# [What you will do]
Lay out the entries below as a Markdown table with the columns "Row" and "Line", numbering each row. Cover everything from the first line through the line containing "point(87, 89)", skip blank lines, and leave the pictures out.

# [Material to process]
============
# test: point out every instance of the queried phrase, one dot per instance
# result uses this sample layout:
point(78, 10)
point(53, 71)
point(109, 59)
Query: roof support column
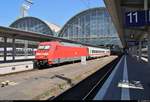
point(5, 49)
point(140, 50)
point(14, 48)
point(149, 47)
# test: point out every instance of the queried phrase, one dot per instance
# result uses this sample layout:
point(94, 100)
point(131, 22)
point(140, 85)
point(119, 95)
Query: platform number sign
point(135, 18)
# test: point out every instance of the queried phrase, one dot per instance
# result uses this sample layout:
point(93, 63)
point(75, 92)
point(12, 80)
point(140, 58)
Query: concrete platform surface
point(43, 84)
point(130, 80)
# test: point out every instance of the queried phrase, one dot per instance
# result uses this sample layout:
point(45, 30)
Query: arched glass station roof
point(32, 24)
point(92, 26)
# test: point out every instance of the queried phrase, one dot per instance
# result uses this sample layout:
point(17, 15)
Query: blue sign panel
point(135, 18)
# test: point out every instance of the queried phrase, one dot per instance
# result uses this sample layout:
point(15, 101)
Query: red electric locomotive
point(55, 52)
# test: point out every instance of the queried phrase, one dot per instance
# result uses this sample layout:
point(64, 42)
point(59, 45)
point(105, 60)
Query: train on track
point(56, 52)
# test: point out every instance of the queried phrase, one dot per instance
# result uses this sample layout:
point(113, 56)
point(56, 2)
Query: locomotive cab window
point(44, 47)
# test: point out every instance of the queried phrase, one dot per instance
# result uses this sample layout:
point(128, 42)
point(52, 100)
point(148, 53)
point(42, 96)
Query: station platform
point(130, 80)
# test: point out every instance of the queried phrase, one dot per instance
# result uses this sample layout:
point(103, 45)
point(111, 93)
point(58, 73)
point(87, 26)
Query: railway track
point(87, 89)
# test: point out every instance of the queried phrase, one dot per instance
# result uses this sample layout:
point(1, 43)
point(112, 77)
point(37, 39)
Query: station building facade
point(92, 26)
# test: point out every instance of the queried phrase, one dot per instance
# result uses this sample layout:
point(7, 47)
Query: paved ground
point(42, 84)
point(130, 80)
point(17, 58)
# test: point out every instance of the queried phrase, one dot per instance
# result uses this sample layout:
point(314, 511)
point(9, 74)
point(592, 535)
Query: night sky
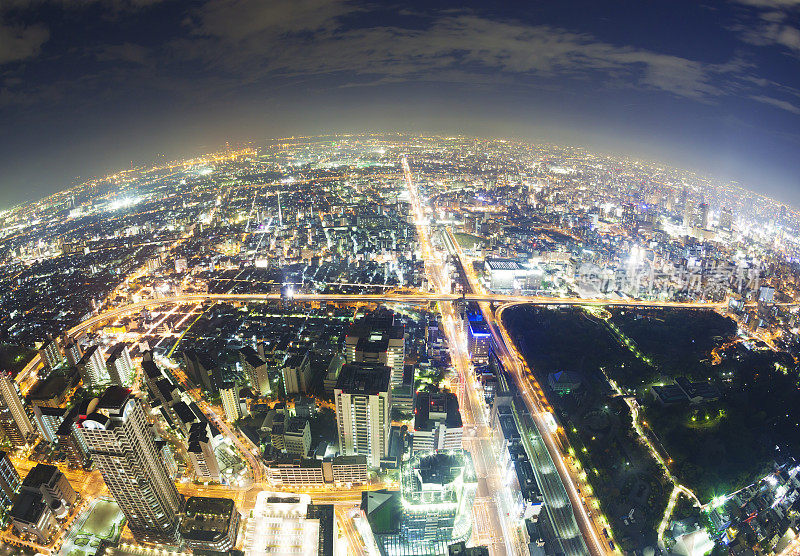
point(88, 86)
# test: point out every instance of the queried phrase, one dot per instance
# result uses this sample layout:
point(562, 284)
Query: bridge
point(387, 297)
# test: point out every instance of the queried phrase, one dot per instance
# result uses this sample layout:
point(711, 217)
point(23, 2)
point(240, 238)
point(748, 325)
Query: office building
point(70, 437)
point(332, 373)
point(297, 436)
point(255, 369)
point(210, 524)
point(119, 365)
point(9, 482)
point(13, 419)
point(47, 420)
point(460, 549)
point(51, 353)
point(431, 511)
point(92, 367)
point(363, 410)
point(229, 392)
point(438, 490)
point(295, 471)
point(726, 219)
point(201, 453)
point(376, 339)
point(73, 351)
point(121, 445)
point(437, 422)
point(290, 524)
point(297, 373)
point(479, 340)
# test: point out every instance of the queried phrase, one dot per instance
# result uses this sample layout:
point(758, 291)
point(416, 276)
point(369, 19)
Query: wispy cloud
point(777, 103)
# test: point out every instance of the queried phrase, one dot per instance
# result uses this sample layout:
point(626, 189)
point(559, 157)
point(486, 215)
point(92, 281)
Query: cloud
point(239, 19)
point(775, 24)
point(20, 42)
point(777, 103)
point(309, 38)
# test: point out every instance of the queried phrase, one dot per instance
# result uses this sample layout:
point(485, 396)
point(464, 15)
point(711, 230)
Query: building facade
point(121, 445)
point(363, 411)
point(13, 418)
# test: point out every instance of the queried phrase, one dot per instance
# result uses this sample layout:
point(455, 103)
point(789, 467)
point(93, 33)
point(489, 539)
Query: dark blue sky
point(86, 86)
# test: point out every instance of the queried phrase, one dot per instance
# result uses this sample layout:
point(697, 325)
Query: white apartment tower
point(121, 445)
point(13, 419)
point(229, 393)
point(119, 365)
point(377, 339)
point(363, 411)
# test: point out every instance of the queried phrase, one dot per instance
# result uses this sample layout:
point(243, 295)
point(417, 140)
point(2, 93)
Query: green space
point(721, 445)
point(102, 521)
point(598, 425)
point(716, 445)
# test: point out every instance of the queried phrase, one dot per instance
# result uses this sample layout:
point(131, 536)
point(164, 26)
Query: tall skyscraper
point(13, 419)
point(9, 482)
point(51, 353)
point(432, 509)
point(119, 365)
point(121, 445)
point(726, 219)
point(229, 392)
point(437, 422)
point(377, 339)
point(297, 373)
point(255, 369)
point(363, 411)
point(92, 367)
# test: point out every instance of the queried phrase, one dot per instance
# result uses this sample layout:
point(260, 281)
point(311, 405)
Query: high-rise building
point(377, 339)
point(119, 365)
point(52, 485)
point(70, 437)
point(210, 524)
point(726, 219)
point(363, 410)
point(121, 445)
point(201, 453)
point(200, 369)
point(14, 421)
point(437, 422)
point(9, 482)
point(229, 392)
point(432, 509)
point(297, 374)
point(73, 351)
point(92, 367)
point(297, 436)
point(51, 354)
point(48, 419)
point(703, 215)
point(255, 369)
point(479, 340)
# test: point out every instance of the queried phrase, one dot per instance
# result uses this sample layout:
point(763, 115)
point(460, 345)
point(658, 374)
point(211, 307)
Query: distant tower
point(13, 419)
point(121, 446)
point(703, 216)
point(280, 215)
point(726, 219)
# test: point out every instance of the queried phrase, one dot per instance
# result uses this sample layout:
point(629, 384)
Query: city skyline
point(398, 343)
point(708, 87)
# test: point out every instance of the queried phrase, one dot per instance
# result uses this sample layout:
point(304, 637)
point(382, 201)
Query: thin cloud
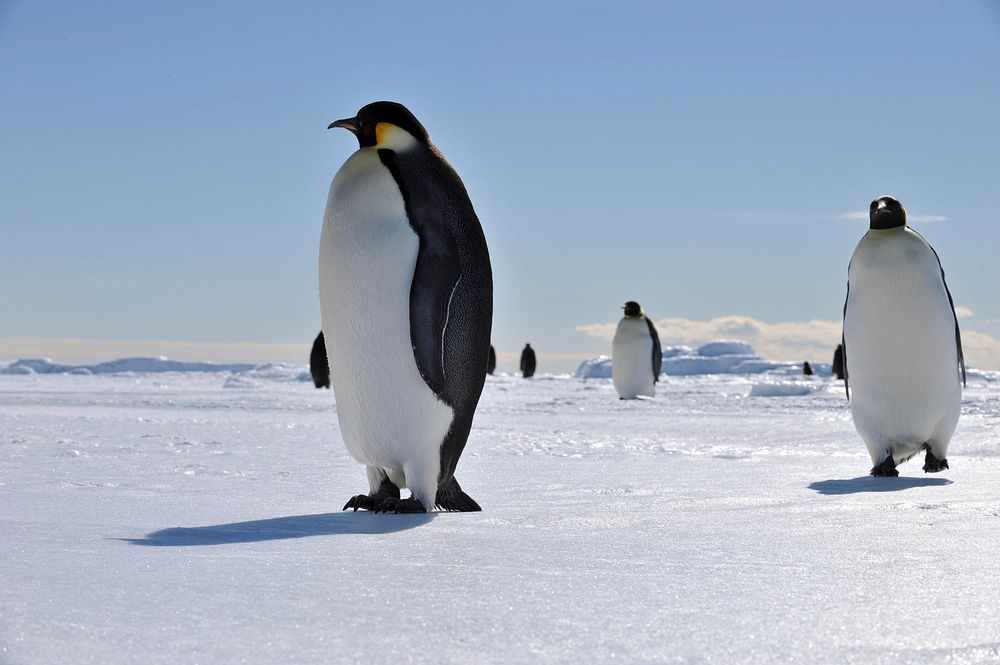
point(759, 214)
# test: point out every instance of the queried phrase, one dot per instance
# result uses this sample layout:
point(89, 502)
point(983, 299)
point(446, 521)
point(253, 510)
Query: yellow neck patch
point(393, 137)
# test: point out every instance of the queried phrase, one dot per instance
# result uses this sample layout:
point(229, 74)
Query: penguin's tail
point(450, 497)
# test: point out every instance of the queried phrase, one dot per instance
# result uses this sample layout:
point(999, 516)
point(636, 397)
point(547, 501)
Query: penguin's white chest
point(631, 359)
point(388, 416)
point(899, 331)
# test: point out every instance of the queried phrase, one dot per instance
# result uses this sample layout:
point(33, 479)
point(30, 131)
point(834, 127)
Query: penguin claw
point(933, 464)
point(362, 501)
point(398, 506)
point(887, 468)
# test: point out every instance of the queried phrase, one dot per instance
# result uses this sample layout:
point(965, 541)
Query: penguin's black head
point(632, 308)
point(886, 213)
point(378, 122)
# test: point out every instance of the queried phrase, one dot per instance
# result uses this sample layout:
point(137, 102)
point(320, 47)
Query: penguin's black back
point(451, 295)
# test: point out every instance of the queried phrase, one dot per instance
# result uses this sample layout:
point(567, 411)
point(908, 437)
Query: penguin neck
point(888, 229)
point(391, 137)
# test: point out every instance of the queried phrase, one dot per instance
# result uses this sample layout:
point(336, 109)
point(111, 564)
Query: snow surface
point(169, 518)
point(719, 357)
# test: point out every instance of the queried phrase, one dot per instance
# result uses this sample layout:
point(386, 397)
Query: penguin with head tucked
point(902, 348)
point(406, 293)
point(636, 356)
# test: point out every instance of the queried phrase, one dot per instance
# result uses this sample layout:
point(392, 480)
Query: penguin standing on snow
point(528, 361)
point(903, 361)
point(406, 293)
point(636, 355)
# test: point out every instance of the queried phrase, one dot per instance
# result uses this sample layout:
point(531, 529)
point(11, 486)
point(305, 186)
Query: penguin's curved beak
point(350, 124)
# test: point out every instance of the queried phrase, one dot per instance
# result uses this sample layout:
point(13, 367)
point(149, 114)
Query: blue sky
point(165, 166)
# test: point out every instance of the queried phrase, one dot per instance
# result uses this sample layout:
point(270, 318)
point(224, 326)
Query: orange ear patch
point(382, 131)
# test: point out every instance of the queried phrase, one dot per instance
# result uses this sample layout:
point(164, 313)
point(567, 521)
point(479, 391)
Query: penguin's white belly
point(388, 416)
point(632, 359)
point(899, 331)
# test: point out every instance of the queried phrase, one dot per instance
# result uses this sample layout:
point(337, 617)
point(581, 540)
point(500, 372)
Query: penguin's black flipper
point(435, 278)
point(451, 497)
point(958, 333)
point(451, 296)
point(657, 350)
point(843, 341)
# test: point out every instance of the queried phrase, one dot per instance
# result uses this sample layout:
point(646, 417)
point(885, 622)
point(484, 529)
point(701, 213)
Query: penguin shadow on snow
point(282, 528)
point(874, 484)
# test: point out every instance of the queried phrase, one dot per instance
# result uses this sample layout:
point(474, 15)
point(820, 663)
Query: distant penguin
point(406, 291)
point(838, 362)
point(636, 355)
point(902, 346)
point(319, 366)
point(491, 361)
point(528, 362)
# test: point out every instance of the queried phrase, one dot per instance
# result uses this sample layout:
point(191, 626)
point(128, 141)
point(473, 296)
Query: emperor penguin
point(902, 348)
point(406, 293)
point(528, 361)
point(636, 356)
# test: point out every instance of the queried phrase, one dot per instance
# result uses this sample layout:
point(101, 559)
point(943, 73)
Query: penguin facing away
point(406, 292)
point(319, 366)
point(528, 362)
point(636, 356)
point(903, 363)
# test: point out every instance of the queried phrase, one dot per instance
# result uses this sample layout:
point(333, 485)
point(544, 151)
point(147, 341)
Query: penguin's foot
point(451, 497)
point(886, 468)
point(933, 464)
point(362, 501)
point(397, 505)
point(368, 501)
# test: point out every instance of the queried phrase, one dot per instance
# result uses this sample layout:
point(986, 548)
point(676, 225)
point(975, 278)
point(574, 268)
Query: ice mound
point(122, 365)
point(726, 347)
point(718, 357)
point(783, 388)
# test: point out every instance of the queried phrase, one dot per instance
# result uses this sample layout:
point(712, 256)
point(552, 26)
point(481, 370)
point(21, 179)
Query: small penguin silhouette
point(528, 362)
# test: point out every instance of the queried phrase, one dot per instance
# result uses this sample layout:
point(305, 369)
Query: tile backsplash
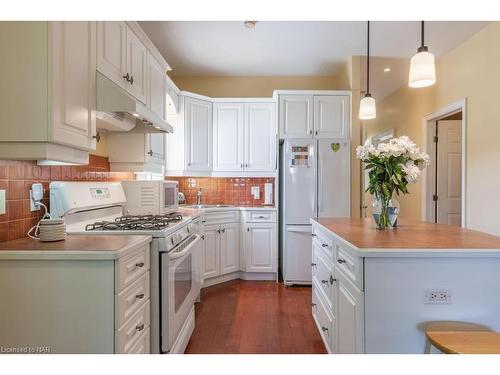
point(223, 190)
point(16, 178)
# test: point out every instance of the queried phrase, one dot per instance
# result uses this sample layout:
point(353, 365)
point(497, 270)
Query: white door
point(156, 147)
point(260, 137)
point(136, 66)
point(73, 48)
point(449, 172)
point(296, 116)
point(297, 254)
point(211, 253)
point(228, 136)
point(156, 99)
point(260, 247)
point(111, 50)
point(349, 318)
point(230, 248)
point(333, 178)
point(331, 116)
point(198, 117)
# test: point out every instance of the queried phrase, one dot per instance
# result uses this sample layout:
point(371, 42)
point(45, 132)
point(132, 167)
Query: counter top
point(84, 247)
point(409, 235)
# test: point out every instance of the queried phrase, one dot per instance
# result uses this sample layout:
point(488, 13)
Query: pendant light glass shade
point(422, 70)
point(367, 108)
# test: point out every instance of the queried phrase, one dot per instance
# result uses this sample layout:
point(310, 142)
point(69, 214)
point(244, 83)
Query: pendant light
point(422, 66)
point(367, 107)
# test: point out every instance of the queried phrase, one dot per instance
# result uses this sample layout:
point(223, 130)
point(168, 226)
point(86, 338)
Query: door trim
point(428, 122)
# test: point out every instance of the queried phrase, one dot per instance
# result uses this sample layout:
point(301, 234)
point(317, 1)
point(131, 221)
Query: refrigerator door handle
============
# [Solution]
| Row | Line |
|---|---|
| 1 | # test: point out every instance of the queried phrase, one dot per instance |
| 2 | # result uses this sample layout: |
| 3 | point(78, 10) |
| 4 | point(53, 71) |
| 5 | point(109, 59) |
| 6 | Query: roof support column |
| 7 | point(5, 49) |
| 8 | point(140, 50) |
| 9 | point(14, 48) |
| 10 | point(149, 47) |
| 11 | # test: point out every instance of the queried phrase, one dot per instance |
| 12 | # result uses this sample layout: |
| 13 | point(94, 100) |
| 14 | point(131, 22) |
| 15 | point(140, 85) |
| 16 | point(119, 95) |
| 17 | Query: platform number sign |
| 18 | point(135, 18) |
| 19 | # test: point out every instance of the queried phrase, one dot per instance |
| 20 | # result uses this sample layout: |
| 21 | point(93, 63) |
| 22 | point(75, 92) |
| 23 | point(12, 80) |
| 24 | point(140, 58) |
| 25 | Query: concrete platform surface |
| 26 | point(43, 84) |
| 27 | point(130, 80) |
| 28 | # test: point out every instance of the queried phrase, one dot per instance |
| 29 | # result uses this sample layout: |
| 30 | point(45, 30) |
| 31 | Query: arched glass station roof |
| 32 | point(32, 24) |
| 33 | point(92, 26) |
| 34 | # test: point out every instance of the queried phrase, one dot per instance |
| 35 | # result uses this sample layout: |
| 36 | point(17, 15) |
| 37 | Query: blue sign panel |
| 38 | point(135, 18) |
| 39 | # test: point out every instance of the queried phrase, one dot per instance |
| 40 | # result uses this sample layout: |
| 41 | point(15, 101) |
| 42 | Query: red electric locomotive |
| 43 | point(55, 52) |
| 44 | # test: point out every instance of the queried phrase, one dot per instance |
| 45 | # result uses this sample layout: |
| 46 | point(64, 42) |
| 47 | point(59, 45) |
| 48 | point(105, 60) |
| 49 | Query: train on track |
| 50 | point(56, 52) |
| 51 | # test: point out every instance of the queried phrase, one dot per instance |
| 52 | # result uses this sample layout: |
| 53 | point(113, 56) |
| 54 | point(56, 2) |
| 55 | Query: locomotive cab window |
| 56 | point(44, 47) |
| 57 | # test: point out every instance of the queried phrase, one dot per instance |
| 58 | # result uses this sample layout: |
| 59 | point(128, 42) |
| 60 | point(52, 100) |
| 61 | point(148, 53) |
| 62 | point(42, 96) |
| 63 | Query: station platform |
| 64 | point(130, 80) |
| 65 | # test: point out every instance of the queried phrase, one dot per instance |
| 66 | # result uses this sample layout: |
| 67 | point(103, 45) |
| 68 | point(111, 93) |
| 69 | point(58, 73) |
| 70 | point(87, 26) |
| 71 | Query: railway track |
| 72 | point(87, 89) |